==== Given entries ====

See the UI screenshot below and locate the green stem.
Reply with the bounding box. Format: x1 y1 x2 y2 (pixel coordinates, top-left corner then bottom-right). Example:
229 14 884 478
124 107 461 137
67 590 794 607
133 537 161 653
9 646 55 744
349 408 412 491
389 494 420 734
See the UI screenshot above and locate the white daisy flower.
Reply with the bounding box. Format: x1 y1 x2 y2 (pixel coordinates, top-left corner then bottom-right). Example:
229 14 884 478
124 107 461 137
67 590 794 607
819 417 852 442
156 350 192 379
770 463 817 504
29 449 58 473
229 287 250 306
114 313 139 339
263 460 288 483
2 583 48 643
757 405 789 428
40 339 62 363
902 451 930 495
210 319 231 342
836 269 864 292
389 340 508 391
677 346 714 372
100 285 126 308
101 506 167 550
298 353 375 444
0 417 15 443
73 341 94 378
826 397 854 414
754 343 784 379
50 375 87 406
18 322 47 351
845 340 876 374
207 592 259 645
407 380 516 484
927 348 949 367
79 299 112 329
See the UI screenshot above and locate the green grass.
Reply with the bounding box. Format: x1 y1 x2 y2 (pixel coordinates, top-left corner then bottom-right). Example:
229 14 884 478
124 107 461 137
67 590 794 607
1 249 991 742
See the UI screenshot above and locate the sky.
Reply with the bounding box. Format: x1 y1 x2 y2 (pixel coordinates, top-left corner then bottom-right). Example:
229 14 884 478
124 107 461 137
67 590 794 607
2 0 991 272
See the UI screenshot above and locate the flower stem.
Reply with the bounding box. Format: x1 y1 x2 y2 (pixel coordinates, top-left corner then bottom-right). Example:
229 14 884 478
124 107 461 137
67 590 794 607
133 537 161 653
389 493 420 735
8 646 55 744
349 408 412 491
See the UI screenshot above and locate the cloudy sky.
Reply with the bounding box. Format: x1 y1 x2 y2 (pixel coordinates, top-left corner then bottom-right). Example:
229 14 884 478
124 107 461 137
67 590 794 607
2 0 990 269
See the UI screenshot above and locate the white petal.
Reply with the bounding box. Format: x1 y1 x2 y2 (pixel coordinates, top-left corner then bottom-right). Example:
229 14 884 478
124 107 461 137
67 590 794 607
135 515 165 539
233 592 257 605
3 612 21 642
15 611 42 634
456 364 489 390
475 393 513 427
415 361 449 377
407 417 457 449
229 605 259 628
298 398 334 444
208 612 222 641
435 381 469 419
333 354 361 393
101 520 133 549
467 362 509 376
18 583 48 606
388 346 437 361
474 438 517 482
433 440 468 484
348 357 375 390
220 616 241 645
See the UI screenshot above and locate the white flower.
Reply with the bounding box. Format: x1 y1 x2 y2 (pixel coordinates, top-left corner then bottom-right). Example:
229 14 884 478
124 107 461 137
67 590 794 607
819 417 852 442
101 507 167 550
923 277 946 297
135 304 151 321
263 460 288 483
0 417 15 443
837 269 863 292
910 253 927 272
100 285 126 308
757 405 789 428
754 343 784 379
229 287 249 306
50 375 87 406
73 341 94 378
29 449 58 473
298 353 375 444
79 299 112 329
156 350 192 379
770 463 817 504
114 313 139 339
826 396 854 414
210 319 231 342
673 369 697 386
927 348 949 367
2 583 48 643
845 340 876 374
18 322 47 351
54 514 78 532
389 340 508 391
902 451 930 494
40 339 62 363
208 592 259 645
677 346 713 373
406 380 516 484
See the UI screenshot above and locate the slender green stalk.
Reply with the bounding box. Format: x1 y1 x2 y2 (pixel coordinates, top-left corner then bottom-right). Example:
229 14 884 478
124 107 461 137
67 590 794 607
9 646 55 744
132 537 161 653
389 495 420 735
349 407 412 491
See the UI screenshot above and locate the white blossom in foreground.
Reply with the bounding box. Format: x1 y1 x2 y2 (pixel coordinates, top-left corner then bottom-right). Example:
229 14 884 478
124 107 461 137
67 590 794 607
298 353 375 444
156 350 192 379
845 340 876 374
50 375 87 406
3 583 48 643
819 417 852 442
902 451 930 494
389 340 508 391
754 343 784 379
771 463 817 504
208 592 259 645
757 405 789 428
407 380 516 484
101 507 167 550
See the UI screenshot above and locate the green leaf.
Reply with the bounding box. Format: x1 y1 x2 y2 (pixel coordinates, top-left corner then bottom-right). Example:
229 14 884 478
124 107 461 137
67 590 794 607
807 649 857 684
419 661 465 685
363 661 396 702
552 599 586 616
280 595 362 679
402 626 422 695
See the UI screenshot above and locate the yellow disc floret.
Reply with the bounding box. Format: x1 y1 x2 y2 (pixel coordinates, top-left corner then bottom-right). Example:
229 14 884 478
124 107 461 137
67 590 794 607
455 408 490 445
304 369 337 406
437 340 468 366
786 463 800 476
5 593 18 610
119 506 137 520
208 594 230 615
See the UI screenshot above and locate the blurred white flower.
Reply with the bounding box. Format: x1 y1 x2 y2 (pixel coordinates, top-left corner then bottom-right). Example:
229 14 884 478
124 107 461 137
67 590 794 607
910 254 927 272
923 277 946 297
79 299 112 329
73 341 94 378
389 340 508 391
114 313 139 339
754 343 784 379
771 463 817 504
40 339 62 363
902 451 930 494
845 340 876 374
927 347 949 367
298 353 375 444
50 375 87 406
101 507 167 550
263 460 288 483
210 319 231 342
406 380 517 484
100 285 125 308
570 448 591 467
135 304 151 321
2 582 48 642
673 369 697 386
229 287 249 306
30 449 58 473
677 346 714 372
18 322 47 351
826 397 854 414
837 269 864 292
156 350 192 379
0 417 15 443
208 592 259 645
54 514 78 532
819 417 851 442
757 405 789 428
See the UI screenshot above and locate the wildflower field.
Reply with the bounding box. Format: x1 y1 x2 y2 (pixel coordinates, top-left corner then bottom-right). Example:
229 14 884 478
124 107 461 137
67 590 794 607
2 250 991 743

====

Show all lines from the data that contain "green".

See the UI screenshot below and locate the green stem.
See the UI screenshot above and locate the green grass.
See the UI screenshot above and locate the slender green stalk.
See the UI screenshot above and locate the green leaf.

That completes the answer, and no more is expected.